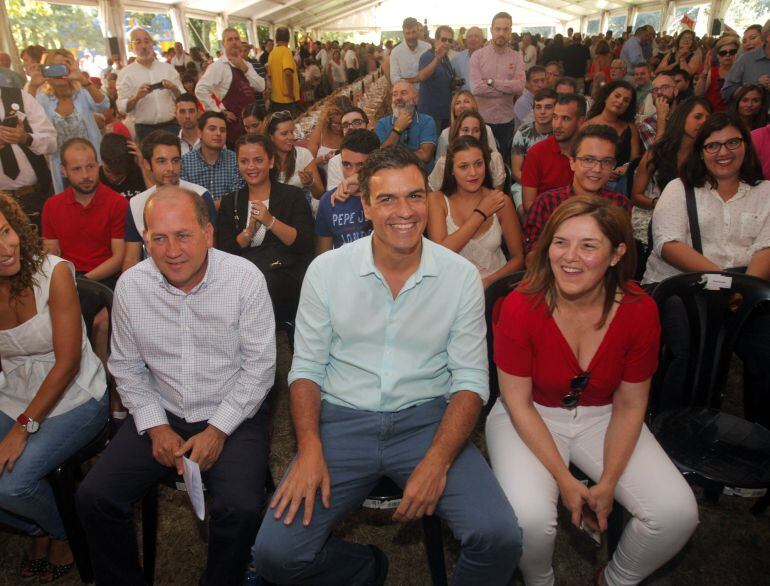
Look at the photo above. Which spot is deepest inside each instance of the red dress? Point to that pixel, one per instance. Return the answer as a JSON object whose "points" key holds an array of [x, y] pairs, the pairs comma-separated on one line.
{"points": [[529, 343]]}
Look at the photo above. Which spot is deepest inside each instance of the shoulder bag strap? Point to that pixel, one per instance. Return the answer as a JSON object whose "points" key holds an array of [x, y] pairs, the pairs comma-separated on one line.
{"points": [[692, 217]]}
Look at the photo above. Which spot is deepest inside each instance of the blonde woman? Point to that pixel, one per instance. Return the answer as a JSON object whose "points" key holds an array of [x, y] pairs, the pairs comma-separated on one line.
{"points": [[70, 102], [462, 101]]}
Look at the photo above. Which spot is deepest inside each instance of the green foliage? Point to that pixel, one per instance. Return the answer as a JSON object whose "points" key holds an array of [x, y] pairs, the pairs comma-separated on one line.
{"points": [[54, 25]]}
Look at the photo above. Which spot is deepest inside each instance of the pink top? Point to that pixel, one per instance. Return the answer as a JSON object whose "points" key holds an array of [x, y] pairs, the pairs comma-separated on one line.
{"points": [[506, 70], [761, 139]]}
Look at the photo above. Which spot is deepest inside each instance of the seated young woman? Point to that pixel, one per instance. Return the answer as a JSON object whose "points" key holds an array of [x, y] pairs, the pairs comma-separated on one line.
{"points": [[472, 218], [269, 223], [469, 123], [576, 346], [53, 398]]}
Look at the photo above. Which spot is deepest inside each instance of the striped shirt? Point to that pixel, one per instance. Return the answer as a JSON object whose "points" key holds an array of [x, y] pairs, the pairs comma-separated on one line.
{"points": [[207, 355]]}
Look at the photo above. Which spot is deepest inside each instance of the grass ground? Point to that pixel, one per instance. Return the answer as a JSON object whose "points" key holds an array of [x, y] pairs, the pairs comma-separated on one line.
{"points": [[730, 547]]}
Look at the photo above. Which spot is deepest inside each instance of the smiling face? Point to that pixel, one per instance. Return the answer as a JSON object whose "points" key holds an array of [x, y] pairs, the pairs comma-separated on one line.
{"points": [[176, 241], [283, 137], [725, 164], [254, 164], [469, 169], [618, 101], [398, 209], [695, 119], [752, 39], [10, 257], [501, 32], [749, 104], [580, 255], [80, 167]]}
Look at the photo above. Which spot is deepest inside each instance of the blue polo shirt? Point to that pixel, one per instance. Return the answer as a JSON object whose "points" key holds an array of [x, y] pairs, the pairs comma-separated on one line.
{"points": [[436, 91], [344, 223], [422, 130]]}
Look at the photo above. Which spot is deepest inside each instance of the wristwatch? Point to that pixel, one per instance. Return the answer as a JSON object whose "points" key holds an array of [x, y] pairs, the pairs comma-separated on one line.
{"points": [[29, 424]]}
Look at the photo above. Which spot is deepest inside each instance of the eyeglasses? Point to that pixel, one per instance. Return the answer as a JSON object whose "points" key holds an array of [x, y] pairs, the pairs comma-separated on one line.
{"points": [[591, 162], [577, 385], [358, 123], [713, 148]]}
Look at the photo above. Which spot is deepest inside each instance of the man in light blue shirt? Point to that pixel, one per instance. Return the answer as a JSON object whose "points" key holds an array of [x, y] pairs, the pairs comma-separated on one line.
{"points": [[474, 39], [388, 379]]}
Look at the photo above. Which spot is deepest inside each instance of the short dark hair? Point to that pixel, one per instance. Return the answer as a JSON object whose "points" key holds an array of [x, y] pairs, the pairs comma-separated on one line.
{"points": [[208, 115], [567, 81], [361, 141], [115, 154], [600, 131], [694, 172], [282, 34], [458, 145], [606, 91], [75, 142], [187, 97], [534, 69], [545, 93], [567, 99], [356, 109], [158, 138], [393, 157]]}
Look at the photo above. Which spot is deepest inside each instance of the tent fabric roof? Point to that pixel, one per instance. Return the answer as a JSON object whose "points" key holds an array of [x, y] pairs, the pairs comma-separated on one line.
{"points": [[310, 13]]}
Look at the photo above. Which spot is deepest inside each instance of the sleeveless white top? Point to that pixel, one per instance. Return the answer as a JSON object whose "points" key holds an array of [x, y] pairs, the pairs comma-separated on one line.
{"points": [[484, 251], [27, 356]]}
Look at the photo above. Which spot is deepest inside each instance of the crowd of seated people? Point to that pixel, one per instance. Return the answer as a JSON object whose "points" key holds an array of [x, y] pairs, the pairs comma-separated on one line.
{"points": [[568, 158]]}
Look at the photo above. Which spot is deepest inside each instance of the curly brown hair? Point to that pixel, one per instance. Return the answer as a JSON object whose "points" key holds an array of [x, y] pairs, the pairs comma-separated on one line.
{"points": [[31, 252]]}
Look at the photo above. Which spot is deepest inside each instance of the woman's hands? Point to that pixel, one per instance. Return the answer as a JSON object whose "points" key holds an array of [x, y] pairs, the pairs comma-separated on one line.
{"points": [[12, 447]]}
* * *
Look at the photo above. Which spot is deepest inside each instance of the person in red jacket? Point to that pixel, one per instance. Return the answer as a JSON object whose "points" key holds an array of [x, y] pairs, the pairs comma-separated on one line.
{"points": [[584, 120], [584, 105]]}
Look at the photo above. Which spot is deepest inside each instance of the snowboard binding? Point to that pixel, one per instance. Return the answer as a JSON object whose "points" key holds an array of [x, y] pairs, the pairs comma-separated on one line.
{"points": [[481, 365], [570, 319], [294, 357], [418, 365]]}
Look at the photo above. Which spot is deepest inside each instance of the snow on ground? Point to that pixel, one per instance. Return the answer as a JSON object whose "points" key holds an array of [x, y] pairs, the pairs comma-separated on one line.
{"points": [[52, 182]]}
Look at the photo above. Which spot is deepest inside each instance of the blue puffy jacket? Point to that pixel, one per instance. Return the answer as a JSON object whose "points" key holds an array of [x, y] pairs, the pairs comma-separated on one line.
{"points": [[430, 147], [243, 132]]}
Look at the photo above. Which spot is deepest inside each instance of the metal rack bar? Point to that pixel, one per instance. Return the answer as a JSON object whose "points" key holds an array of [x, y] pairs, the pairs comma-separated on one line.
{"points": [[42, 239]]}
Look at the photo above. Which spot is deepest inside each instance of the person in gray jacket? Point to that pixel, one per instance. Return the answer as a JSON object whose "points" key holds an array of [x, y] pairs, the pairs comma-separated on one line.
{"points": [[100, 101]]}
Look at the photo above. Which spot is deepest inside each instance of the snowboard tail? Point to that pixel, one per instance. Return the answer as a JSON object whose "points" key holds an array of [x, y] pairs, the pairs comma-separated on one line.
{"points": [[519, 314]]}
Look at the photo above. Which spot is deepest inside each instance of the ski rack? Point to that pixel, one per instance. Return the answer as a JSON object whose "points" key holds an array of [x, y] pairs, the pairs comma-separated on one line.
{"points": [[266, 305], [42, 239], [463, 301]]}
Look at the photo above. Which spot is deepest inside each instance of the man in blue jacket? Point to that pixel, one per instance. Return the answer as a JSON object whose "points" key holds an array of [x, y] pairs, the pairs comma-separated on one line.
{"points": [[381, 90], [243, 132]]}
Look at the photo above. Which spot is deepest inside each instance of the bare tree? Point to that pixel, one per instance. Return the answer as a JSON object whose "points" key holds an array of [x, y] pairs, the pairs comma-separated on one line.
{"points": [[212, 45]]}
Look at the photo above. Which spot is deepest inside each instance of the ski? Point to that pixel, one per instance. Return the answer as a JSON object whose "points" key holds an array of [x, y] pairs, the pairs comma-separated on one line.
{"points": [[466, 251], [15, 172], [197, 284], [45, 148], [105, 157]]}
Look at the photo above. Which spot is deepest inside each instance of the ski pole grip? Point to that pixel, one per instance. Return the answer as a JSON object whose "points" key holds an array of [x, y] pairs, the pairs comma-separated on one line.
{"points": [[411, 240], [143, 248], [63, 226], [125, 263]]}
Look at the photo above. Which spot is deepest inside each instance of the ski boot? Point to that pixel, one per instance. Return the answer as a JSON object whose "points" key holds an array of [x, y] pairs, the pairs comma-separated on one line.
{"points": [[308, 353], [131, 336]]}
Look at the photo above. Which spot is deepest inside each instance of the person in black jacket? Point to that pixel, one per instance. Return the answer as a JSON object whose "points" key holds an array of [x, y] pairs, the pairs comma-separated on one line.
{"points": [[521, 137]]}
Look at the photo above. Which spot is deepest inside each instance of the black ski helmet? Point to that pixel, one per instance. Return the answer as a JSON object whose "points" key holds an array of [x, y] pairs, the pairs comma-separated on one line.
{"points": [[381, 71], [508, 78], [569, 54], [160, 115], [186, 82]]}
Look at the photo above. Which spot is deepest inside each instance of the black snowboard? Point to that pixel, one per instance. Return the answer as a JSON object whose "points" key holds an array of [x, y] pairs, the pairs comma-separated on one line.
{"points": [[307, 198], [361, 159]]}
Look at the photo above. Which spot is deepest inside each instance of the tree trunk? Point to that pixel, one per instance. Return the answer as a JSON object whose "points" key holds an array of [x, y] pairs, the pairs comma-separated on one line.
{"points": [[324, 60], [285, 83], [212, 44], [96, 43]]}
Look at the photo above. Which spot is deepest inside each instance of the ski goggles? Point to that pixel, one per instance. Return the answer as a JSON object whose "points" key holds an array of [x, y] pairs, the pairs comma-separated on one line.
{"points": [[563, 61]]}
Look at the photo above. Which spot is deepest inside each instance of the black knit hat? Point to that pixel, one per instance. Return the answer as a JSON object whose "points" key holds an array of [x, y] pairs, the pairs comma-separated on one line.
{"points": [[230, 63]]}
* * *
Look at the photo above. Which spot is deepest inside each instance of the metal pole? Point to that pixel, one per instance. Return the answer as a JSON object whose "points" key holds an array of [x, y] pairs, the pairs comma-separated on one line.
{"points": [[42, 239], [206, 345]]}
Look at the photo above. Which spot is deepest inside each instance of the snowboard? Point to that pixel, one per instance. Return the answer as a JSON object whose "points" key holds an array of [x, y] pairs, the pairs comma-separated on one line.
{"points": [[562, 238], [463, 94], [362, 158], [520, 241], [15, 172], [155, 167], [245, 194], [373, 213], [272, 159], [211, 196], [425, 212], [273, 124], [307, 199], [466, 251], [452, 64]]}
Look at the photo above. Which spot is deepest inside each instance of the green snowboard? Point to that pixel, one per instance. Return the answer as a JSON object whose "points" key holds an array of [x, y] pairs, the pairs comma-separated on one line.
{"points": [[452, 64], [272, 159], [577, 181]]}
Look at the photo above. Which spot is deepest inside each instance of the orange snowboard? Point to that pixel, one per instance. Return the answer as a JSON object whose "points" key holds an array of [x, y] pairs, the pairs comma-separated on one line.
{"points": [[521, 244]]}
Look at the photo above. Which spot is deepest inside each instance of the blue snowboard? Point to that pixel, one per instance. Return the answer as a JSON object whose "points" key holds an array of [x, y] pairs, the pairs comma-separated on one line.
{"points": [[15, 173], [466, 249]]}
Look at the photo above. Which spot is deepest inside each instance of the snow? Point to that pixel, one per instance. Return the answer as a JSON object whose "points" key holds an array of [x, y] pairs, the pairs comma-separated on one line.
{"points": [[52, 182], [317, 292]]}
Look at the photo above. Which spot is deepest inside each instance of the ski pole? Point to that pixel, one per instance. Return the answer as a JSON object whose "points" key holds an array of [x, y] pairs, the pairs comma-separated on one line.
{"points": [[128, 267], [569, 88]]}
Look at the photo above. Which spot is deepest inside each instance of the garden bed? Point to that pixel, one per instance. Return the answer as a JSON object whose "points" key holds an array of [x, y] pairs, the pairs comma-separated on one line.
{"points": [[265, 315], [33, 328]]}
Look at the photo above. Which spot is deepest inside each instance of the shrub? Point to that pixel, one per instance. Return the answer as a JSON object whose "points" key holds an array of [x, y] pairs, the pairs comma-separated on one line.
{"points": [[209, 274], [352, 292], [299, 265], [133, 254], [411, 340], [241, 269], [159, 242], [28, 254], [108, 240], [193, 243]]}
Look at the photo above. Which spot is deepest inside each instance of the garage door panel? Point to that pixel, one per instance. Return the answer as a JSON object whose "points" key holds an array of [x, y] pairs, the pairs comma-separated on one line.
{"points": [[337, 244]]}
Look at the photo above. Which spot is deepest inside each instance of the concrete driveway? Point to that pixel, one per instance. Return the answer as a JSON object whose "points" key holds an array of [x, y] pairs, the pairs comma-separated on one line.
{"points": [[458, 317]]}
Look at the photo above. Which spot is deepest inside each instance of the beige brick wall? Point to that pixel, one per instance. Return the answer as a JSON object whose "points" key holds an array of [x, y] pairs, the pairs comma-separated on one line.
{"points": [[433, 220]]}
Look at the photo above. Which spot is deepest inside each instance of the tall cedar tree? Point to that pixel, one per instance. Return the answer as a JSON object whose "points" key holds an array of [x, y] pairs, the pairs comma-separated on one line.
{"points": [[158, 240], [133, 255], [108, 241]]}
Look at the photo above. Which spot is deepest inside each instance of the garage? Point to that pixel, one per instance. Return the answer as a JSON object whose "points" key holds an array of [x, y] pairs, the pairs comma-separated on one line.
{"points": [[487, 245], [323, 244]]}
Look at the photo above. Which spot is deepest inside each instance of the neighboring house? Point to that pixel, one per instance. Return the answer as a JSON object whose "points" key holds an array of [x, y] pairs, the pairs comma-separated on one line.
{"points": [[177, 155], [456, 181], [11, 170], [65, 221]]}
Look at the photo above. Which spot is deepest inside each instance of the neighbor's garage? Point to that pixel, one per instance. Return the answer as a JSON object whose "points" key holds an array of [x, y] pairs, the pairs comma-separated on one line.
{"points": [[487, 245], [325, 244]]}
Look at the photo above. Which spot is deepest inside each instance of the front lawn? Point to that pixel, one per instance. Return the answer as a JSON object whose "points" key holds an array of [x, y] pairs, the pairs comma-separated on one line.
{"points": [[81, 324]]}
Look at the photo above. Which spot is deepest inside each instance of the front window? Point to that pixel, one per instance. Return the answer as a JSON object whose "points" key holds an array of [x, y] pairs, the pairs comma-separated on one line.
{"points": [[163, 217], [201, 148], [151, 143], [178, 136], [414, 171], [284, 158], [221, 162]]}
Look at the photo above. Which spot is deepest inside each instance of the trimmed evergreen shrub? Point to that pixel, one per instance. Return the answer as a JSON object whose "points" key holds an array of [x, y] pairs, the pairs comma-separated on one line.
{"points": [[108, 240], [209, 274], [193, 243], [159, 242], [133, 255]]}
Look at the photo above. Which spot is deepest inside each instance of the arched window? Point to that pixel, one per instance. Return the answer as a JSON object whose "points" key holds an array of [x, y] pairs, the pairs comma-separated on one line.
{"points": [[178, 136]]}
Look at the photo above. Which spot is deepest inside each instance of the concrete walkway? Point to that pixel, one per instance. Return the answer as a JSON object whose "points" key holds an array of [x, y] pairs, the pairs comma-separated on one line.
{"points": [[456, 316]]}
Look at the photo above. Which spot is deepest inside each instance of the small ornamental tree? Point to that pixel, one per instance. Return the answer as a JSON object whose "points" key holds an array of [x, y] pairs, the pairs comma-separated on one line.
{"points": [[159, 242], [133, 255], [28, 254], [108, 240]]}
* * *
**EXERCISE TASK**
How many lines of the entries above contain the word "pole"? Give only the number.

**RIGHT ANSWER**
3